**Questions:**
**A)** Copy word for word the part of the passage on the Iranian Revolution that opens with the words containing "However, although they" and closes with "to serve Islam.".
**B)** According to the passage on the Iranian Revolution, what had been the main force opposing the United States since the end of the Second World War?

**Text segment:**
□ □ □
By Matija Šerić
The Iranian Revolution strengthened resistance in the Third World to the dominance of both the United States and the Soviet Union. Although since the end of the Second World War the Left had been the main force opposing the United States, Khomeini’s return to Tehran and the Islamic Republic of Iran that he began to establish presupposed the existence of an alternative focal point of opposition in which worldly justice is derived from the word of God, rather than exclusively from human decisions. Islamism offered an ideology focused precisely on the Third World, through which it was possible to condemn both Western projects of modernization.
The Revolution’s Meaning for the Cold War
While the revolution was at its height, a Tehran student activist emphasized in an interview: “Imperialism exploits us and dominates the whole world. Imperialism wants to turn everyone into its servant and to rule over all. America would like to bring the Iranian state and people under its control. On the other hand, the Islamic Republic is inclined toward all free and independent governments that stand for justice. This is the kind of rule people wanted and created themselves; this government is a friend of freedom and an enemy of imperialism, communism, and all similar things. Countries like America do not give freedom to those who need it and are inclined only toward the class that has ruled over them.”
However, although they condemned Western modernism, Iranian Islamists carefully avoided condemning the technology and organizational methods that modernism entailed. Khomeini never stopped repeating that Muslims must open up access even more and increase their understanding of contemporary development, while at the same time not allowing material goods to dominate their thinking. Scientific progress had to be harnessed to serve Islam.
□ □ □
**Dataset entries:**
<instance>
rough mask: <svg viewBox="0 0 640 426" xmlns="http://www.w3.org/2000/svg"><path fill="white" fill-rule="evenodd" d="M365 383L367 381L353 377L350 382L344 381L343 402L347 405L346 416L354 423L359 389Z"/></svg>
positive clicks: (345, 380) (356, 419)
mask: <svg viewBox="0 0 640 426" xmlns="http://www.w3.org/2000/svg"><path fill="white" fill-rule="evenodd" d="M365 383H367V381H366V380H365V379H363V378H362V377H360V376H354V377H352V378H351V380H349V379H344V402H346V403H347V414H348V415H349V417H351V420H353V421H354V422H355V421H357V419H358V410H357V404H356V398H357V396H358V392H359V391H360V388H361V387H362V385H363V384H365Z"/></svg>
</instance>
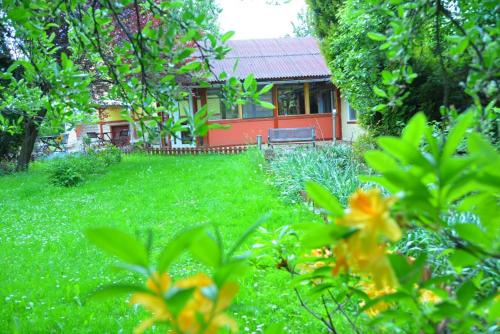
□ □ □
**Answers for this exercise:**
**A)**
However, although they condemned Western modernism, Iranian Islamists carefully avoided condemning the technology and organizational methods that modernism entailed. Khomeini never stopped repeating that Muslims must open up access even more and increase their understanding of contemporary development, while at the same time not allowing material goods to dominate their thinking. Scientific progress had to be harnessed to serve Islam.

**B)** The Left